Task prompt
Rewrite the paragraph in the forum thread below that begins "I've seen lionfish on most all" as a short bulleted list that keeps its main facts.

Document excerpt
● ● ● ● ●
# Lobster and lion fish



## Fool4fishin (Nov 1, 2016)

My brother and I were discussing Rob from DMFD on youtube. He is an avid outdoorsman down in Jupiter, FL. He often harvests lobster and lion fish. We were just wondering if they can be found in the panhandle? If so, what are the likely areas? Hmmm JUST THINKING.😒😕😏


----------



## sealark (Sep 27, 2007)

Yes both are in this area Lobster and Lionfish. Lionfish are everywhere. Lobster are also in the Gulf usually in deep water over 100 ft deep and they are bigger than in the Keys.


----------



## Fool4fishin (Nov 1, 2016)

Wow! I never imagined! My brother is going to try some spear fishing for lion fish. Thanks for the info.


----------



## RayM (Nov 14, 2018)

sealark said:


> Yes both are in this area Lobster and Lionfish. Lionfish are everywhere. Lobster are also in the Gulf usually in deep water over 100 ft deep and they are bigger than in the Keys.


you're quite right Sealark. my fiancee can confirm it. He was fishing in the Keys and got pretty big one.


----------



## TheBeeDeeGee (Oct 3, 2017)

I've seen lionfish on most all of the deeper wrecks offshore (~100ft). Although I have seen a few on some big pyramids that were in about 60 ft.


----------
● ● ● ● ●
Data block
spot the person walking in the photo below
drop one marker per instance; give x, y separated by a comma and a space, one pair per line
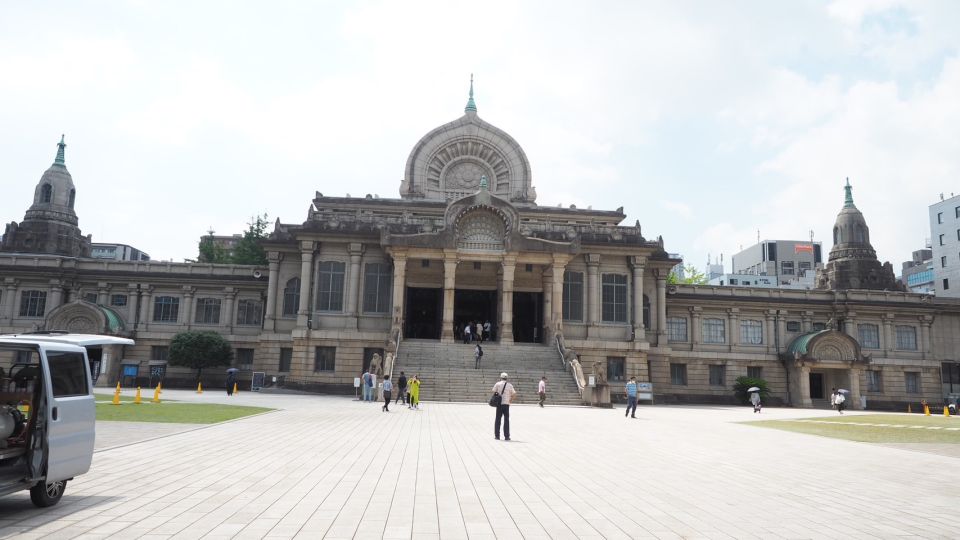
● ● ● ● ●
The solution
- I've seen lionfish on most of the deeper offshore wrecks (about 100 ft).
- I've also seen a few on some big pyramids in about 60 ft.